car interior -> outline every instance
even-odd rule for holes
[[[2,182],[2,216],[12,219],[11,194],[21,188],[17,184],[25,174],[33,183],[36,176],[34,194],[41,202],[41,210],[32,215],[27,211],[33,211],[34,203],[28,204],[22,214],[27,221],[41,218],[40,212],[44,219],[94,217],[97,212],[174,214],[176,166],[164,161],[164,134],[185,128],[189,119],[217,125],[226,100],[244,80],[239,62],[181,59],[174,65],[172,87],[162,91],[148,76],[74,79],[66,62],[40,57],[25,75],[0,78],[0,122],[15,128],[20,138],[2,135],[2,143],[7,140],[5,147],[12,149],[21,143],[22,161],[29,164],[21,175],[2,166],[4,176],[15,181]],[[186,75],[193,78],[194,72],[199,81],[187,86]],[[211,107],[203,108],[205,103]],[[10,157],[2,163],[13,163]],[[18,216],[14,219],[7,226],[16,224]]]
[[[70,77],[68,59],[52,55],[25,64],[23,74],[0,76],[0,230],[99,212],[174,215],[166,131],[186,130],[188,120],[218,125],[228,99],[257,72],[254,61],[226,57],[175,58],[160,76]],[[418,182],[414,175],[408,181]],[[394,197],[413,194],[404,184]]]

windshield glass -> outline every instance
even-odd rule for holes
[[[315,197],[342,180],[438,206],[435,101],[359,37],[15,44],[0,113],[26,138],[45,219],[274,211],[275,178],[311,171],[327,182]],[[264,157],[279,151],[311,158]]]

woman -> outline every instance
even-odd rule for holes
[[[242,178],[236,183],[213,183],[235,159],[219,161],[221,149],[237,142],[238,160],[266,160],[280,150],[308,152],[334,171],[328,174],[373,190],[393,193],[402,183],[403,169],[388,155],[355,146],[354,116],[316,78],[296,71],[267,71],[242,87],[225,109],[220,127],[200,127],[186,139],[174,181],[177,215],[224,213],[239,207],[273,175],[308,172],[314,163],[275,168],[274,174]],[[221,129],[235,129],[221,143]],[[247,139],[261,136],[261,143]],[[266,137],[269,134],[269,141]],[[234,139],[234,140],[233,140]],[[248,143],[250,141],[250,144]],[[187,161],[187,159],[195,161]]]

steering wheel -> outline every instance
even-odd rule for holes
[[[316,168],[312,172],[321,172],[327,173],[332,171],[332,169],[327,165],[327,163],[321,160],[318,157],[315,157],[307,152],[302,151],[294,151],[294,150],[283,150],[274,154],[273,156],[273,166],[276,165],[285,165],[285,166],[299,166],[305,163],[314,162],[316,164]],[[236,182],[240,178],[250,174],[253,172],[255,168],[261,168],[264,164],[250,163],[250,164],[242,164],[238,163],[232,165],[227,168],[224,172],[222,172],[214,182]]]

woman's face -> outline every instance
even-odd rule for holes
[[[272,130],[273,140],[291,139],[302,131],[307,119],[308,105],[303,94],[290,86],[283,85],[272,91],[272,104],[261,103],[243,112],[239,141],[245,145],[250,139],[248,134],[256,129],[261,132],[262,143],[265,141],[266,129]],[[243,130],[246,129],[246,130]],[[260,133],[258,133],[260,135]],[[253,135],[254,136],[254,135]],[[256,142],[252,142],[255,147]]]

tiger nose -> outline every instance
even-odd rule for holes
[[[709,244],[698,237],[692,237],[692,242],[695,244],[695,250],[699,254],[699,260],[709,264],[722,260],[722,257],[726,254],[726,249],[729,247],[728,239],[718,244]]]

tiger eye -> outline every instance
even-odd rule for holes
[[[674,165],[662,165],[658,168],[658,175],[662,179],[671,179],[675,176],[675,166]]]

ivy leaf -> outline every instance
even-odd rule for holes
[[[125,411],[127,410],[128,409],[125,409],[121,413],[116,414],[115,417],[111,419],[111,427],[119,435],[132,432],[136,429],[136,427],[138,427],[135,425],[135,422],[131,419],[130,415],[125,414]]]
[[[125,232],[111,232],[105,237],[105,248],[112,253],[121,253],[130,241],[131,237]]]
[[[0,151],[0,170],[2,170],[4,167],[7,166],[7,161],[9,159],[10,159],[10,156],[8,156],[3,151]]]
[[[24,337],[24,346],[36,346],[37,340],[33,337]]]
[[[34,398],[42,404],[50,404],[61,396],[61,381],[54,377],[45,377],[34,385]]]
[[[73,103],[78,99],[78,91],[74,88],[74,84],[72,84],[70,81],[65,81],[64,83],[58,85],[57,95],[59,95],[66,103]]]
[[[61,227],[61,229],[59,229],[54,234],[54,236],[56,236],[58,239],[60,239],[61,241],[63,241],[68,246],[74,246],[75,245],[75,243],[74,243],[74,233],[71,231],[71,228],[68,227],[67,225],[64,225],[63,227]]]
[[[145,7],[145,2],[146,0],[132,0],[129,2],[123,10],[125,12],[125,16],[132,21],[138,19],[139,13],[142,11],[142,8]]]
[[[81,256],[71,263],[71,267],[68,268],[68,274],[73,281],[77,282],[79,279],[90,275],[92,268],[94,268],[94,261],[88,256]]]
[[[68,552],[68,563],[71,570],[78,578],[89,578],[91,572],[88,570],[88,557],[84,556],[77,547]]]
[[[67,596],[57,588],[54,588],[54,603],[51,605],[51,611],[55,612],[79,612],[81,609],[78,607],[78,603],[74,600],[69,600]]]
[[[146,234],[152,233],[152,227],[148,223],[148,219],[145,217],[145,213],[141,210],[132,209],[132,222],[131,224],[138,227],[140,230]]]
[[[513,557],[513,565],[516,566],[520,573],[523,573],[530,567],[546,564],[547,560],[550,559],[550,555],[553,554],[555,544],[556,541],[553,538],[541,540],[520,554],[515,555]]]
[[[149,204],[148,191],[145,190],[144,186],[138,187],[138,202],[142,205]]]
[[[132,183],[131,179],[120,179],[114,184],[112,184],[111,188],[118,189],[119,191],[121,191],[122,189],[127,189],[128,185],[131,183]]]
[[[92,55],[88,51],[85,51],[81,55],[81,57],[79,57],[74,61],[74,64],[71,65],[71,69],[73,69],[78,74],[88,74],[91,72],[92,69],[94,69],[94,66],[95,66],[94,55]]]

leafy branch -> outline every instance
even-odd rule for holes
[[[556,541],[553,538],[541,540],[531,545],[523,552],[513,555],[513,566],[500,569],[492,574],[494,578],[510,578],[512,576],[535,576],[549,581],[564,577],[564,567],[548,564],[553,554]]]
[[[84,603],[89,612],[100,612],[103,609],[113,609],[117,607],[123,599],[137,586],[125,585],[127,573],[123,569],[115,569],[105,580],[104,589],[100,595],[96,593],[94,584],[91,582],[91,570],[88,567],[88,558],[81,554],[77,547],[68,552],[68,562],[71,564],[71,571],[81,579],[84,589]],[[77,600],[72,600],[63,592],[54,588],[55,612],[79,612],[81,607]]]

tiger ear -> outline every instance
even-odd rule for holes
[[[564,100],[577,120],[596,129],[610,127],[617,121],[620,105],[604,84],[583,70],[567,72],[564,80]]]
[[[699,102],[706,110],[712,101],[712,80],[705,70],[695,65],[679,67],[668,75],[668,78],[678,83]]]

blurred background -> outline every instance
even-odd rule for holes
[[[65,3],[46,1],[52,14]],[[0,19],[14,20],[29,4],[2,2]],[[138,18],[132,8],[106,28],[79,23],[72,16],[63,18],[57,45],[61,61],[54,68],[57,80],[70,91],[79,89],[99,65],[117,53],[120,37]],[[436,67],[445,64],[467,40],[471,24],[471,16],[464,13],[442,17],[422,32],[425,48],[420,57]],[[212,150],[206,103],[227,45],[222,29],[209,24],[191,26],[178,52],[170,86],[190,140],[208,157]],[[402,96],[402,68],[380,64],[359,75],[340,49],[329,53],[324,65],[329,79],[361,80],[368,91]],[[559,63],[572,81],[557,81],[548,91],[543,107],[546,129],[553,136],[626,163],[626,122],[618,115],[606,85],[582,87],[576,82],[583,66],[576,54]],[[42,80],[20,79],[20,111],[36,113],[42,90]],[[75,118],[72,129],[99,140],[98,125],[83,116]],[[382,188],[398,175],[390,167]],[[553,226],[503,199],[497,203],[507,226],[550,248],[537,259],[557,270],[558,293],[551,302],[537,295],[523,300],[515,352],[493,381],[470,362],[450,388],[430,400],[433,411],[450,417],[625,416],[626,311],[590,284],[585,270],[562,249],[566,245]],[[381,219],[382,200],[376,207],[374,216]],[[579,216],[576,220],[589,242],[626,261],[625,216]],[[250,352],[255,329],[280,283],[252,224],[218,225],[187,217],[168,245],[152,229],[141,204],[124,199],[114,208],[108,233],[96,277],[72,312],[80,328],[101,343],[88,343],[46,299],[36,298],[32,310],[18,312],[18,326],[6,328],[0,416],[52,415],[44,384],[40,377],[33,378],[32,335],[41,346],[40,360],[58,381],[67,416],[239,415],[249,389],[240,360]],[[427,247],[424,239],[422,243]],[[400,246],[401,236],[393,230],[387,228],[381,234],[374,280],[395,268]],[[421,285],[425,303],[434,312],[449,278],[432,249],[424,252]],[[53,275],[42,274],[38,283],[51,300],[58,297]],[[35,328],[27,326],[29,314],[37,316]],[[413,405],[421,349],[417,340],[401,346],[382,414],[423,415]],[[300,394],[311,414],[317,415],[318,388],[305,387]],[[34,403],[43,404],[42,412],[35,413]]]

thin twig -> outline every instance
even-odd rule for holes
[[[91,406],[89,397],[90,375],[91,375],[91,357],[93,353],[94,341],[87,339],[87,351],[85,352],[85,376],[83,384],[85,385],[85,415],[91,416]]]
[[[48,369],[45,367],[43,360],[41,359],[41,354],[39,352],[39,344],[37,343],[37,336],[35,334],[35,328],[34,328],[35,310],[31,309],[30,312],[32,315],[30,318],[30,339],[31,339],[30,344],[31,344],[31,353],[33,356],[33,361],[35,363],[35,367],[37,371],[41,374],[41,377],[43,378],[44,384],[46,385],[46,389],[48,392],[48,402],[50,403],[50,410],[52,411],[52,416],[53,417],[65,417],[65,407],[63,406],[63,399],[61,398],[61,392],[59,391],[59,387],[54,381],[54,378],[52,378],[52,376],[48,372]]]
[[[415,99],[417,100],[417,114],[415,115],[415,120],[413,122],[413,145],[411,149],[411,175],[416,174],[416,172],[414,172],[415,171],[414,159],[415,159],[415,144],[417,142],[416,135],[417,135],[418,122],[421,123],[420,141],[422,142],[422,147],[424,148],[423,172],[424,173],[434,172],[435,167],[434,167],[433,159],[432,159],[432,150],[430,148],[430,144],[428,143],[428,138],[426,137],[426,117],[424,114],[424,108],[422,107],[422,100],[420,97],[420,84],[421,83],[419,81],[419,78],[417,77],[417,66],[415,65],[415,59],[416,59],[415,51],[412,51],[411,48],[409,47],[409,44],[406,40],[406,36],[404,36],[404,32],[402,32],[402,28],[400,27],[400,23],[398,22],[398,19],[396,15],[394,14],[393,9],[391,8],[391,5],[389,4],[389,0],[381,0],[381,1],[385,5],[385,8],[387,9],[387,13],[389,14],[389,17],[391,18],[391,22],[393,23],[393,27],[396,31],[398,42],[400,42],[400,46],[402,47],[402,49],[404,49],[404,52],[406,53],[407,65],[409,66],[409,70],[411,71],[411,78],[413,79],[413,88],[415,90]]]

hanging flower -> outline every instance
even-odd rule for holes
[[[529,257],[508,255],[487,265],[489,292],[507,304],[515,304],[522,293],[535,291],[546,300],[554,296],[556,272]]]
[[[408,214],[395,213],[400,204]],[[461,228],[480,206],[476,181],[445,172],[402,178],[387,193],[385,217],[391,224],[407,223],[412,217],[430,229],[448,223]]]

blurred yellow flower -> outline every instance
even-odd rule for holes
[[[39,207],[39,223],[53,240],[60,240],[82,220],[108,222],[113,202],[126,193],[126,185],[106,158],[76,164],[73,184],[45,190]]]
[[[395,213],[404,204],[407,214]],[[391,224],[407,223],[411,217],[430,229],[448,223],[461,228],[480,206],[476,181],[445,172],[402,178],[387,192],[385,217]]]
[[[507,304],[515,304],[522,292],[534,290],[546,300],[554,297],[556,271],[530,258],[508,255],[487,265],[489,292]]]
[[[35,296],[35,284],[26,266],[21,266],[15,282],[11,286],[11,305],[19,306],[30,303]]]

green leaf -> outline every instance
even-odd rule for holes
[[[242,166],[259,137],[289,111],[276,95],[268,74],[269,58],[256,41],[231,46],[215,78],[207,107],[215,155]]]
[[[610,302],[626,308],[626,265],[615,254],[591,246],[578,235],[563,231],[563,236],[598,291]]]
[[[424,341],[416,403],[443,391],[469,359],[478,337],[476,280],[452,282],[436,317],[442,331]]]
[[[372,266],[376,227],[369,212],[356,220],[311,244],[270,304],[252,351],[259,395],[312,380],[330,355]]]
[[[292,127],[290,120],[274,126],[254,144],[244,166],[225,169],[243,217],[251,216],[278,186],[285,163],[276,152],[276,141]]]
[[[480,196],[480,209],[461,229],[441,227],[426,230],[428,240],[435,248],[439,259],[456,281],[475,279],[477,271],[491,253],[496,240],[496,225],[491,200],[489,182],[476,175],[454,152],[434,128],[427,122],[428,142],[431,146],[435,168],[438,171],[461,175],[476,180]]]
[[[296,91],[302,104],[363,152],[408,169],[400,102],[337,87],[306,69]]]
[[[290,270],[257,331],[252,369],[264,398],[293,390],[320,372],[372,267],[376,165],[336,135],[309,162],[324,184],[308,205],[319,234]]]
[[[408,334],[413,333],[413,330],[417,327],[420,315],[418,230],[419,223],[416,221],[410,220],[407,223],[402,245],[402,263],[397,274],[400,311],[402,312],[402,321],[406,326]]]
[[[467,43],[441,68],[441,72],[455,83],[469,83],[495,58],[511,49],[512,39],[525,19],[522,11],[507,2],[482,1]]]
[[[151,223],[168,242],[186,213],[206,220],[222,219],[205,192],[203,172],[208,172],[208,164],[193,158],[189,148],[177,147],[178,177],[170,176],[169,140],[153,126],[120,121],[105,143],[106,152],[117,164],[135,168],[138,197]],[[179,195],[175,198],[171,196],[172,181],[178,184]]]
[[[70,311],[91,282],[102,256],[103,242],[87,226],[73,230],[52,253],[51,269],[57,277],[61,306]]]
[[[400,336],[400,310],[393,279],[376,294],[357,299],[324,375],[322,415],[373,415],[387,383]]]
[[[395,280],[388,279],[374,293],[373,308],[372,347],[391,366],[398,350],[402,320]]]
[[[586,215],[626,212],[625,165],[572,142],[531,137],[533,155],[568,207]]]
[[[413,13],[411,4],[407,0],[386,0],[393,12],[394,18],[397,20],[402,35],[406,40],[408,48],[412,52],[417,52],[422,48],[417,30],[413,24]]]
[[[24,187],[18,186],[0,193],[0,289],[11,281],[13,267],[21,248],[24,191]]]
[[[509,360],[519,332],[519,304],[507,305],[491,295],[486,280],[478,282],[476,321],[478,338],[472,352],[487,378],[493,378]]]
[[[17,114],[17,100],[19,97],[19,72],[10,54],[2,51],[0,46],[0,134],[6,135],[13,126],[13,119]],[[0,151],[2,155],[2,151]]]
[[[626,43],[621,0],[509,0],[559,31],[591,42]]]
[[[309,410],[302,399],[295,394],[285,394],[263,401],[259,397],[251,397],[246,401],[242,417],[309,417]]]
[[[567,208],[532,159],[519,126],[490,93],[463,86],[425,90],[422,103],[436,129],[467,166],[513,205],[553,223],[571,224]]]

########################################

**PROBLEM REQUIREMENTS**.
Write out exactly, please, the lines beginning at the start of the material and ending with the line that holds "woman -> outline every instance", both included.

**SOLUTION TO THE EXERCISE**.
car interior -> outline every instance
even-odd rule for holes
[[[2,182],[2,216],[12,219],[11,194],[21,188],[17,184],[25,174],[33,183],[36,176],[34,194],[41,202],[41,210],[32,215],[27,211],[33,211],[34,203],[28,204],[22,214],[27,221],[41,218],[40,212],[44,219],[94,217],[97,212],[174,214],[176,166],[164,161],[164,134],[185,128],[189,119],[217,125],[226,100],[244,80],[239,62],[181,59],[174,65],[172,87],[162,91],[148,76],[74,79],[66,62],[40,57],[25,75],[0,78],[0,122],[15,128],[20,138],[2,135],[2,143],[7,140],[5,147],[12,149],[21,143],[22,161],[29,164],[21,175],[2,166],[4,176],[15,181]],[[186,75],[193,78],[194,72],[199,81],[187,86]],[[211,107],[203,108],[205,103]],[[10,157],[2,163],[13,163]],[[18,216],[14,219],[7,226],[16,224]]]
[[[70,77],[68,59],[52,55],[25,64],[23,74],[0,76],[0,230],[99,212],[174,215],[166,131],[186,130],[188,120],[218,125],[228,99],[257,72],[254,61],[226,57],[175,58],[160,76]],[[418,182],[414,175],[408,181]],[[394,197],[413,194],[404,184]]]

windshield glass -> outline every instance
even-odd rule for holes
[[[315,197],[342,180],[438,206],[435,101],[359,37],[15,44],[0,113],[26,138],[45,219],[274,211],[275,178],[311,171],[327,182]],[[264,157],[279,151],[311,158]]]

woman -> outline every instance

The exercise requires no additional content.